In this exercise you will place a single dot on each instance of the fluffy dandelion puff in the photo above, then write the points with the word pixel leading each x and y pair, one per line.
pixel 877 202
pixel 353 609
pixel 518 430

...

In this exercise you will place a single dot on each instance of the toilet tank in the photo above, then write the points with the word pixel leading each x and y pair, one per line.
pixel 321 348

### Work required
Render the lines of the listing between the line containing "of the toilet" and the line containing "pixel 321 348", inclusive, as a JSON list of strings with one string per line and blank lines omitted.

### Answer to the problem
[
  "In this exercise you will place a single dot on each instance of the toilet tank in the photo above, then write the points with the word pixel leading each x and y pair, one per line.",
  "pixel 321 348"
]